Three of them are most playfully entitled: Mi’yar al-ikhtiyar fi ahwal al-ma’ahid wa al-diyar (The Measurement of Choice in the Conditions of Places and Buildings); Khatrat al-tayf fi rihla al-shita wa al-sayf (The Appearance of a Ghost During a Trip of Winter and Summer); and Nufadat al jirab fi ‘ulalat al-ightirab (The Shaking of the Bag for Entertainment While Abroad). 

His contemporary polymath and friend Ibn Khaldun said he “possessed an unequal linguistic habit and his pupils followed in his footsteps.” What Ibn Khaldun did not say was that his pupil and equally brilliant poet Ibn Zamrak was the source of his friend’s eventual undoing. Spanish Arabist Emilio García Gomez called him the last great man of letters in Al-Andalus because “after having thrown away the key, he turned out the lights and left it in the dark.”

Those who doubt the excellence of his poetic voice need only read his verses, some in gilded letters on a lapis background inscribed in stucco on the walls of
the Alhambra.

See with your own eyes the delight in me,
And admire my shape and adornments …
Let God who is without form or space give shape
To my creator’s most remote desire.

Known to history under the delightful name Lisan al-Din Ibn al-Khatib (Tongue of Religion, Son of the Sermon-Giver) or, more simply, Ibn al-Khatib, he also accrued three other more telling nicknames. During his lifetime he was known as Dhu al-wizaratayn (He of the Two Ministries), because after three years in exile, he was able to return to Granada, when Muhammad v reclaimed the throne, and resume office.

────────────────────────────────────────

Stated task 1
Which lines of the entries contain the string "dark"? Pull out each one.
The passage on Ibn al-Khatib and the entries after it come from unrelated sources.

────────────────────────────────────────

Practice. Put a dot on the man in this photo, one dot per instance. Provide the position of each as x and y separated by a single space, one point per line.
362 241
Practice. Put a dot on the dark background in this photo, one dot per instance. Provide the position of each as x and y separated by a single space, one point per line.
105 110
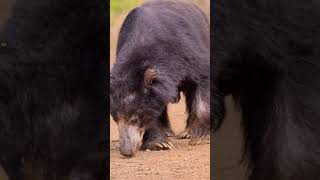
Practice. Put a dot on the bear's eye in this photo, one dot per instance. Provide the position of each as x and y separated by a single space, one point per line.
134 120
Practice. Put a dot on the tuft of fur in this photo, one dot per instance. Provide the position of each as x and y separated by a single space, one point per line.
266 54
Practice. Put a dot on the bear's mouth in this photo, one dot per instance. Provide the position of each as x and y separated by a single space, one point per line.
130 138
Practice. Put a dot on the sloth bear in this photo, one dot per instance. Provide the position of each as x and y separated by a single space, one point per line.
163 49
266 54
52 89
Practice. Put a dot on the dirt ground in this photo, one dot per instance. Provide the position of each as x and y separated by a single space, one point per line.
184 162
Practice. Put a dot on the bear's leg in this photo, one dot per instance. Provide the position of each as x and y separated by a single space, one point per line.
164 119
198 122
156 137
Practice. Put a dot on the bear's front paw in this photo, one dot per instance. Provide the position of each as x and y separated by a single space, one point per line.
157 145
199 136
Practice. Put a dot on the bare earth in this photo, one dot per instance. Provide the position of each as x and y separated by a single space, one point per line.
184 162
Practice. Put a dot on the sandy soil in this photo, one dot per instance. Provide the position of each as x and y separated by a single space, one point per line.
184 162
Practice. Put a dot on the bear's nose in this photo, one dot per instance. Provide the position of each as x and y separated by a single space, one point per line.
128 152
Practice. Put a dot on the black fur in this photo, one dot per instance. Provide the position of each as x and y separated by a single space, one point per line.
52 90
171 37
266 54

────────────────────────────────────────

Stated task 2
Summarize the passage on Ibn al-Khatib in three sentences.

Task answer 1
Practice. Put a dot on the dark background in this photo, one dot per instance. Provide the position of each as x and y separated by a single space, one point per line.

Task answer 2
Lisan al-Din Ibn al-Khatib wrote works with playful titles and verses, some of which are inscribed on the walls of the Alhambra. His friend Ibn Khaldun praised his linguistic skill, and Emilio García Gomez called him the last great man of letters in Al-Andalus, though his pupil Ibn Zamrak brought about his undoing. He was also known as He of the Two Ministries because he returned to Granada after three years in exile and resumed office.